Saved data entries
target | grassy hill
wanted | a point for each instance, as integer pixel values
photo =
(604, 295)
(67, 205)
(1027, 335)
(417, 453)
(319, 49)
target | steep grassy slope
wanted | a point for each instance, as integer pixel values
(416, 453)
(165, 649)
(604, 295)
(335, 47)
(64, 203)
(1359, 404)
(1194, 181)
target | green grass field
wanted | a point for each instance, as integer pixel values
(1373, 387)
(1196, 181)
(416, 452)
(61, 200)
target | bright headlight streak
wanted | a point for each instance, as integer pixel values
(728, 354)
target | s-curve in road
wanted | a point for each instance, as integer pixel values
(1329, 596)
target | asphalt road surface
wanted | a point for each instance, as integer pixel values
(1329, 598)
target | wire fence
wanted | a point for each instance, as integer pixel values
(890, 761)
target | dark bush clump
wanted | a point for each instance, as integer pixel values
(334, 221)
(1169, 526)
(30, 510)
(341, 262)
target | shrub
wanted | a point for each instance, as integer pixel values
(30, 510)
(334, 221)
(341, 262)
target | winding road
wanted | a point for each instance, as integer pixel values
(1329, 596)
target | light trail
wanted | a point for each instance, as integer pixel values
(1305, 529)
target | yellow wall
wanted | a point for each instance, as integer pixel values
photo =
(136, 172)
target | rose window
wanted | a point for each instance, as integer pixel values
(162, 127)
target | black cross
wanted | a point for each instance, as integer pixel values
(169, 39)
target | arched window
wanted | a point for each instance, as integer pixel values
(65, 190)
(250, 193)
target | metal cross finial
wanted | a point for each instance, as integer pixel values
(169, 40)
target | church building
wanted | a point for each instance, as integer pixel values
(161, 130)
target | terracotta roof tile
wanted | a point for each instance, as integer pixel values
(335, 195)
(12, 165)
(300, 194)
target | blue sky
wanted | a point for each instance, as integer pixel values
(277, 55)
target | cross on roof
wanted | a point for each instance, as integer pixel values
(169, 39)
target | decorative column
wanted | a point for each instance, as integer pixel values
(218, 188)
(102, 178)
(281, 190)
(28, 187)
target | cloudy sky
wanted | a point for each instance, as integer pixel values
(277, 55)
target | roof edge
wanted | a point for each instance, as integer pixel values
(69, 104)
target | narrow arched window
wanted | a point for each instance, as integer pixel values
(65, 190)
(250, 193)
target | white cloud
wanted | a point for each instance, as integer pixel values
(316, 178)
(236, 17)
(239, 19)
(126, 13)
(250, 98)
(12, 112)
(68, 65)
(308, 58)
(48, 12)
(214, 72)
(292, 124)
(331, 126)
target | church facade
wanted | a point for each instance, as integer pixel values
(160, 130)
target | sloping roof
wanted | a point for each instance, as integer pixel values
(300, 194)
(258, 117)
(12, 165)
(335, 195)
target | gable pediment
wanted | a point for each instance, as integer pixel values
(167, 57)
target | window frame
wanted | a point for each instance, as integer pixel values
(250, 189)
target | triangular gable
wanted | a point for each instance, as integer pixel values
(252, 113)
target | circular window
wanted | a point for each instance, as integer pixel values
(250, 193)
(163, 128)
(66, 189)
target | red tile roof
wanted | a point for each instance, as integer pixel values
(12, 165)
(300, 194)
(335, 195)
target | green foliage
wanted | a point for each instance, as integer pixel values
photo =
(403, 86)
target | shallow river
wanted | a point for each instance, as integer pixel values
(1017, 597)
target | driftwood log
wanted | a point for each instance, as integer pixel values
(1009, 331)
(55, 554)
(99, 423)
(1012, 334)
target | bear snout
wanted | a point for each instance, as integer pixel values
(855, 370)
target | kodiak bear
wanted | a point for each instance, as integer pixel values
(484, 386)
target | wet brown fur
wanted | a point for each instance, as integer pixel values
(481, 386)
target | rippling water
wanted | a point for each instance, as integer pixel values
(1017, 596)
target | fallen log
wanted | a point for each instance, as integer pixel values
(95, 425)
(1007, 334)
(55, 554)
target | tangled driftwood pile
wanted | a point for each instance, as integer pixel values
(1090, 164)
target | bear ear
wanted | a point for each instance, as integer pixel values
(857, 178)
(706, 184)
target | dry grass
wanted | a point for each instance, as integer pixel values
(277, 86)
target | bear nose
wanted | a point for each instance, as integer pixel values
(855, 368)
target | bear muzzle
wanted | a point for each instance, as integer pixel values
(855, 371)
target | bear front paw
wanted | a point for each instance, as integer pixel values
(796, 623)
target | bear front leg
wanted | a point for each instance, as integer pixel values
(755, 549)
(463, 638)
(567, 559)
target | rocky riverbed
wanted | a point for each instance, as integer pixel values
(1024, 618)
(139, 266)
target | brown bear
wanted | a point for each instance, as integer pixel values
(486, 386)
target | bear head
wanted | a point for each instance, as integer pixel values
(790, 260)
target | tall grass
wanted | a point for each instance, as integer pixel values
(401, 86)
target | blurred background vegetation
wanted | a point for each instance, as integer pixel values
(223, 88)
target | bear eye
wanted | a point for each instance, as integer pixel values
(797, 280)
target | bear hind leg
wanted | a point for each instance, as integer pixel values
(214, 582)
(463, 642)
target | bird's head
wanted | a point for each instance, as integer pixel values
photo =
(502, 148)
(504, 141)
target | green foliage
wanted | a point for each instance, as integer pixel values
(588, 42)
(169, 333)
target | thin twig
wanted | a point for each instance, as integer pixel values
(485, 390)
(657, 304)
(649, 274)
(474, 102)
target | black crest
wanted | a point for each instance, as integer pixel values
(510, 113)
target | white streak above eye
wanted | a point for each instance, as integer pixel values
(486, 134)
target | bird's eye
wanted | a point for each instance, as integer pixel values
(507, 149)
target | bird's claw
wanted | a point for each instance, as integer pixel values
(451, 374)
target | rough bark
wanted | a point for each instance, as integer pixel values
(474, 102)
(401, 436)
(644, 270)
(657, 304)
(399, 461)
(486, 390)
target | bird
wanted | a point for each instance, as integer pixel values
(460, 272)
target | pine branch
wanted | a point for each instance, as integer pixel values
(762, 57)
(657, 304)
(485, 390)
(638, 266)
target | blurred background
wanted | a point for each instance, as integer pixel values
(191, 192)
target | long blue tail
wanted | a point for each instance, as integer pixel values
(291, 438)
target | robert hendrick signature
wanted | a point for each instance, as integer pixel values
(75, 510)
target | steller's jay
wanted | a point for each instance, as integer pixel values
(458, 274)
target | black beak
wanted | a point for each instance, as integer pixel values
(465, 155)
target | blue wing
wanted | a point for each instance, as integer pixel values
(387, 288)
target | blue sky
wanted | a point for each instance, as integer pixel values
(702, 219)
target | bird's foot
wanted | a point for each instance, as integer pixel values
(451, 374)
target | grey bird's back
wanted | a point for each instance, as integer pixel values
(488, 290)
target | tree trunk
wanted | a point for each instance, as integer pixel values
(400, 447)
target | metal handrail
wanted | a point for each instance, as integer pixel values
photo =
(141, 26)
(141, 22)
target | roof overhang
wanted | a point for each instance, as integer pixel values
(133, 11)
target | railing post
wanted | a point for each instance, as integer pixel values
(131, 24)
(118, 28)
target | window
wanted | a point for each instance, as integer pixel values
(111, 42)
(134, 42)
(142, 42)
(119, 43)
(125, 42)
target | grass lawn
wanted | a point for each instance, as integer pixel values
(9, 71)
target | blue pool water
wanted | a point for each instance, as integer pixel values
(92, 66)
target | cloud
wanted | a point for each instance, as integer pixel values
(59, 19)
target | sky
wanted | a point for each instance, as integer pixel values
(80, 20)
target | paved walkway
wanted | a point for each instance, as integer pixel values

Your objective
Your answer should be the lines above that contain the word "grassy", copied out.

Response box
target | grassy hill
target | steep grassy slope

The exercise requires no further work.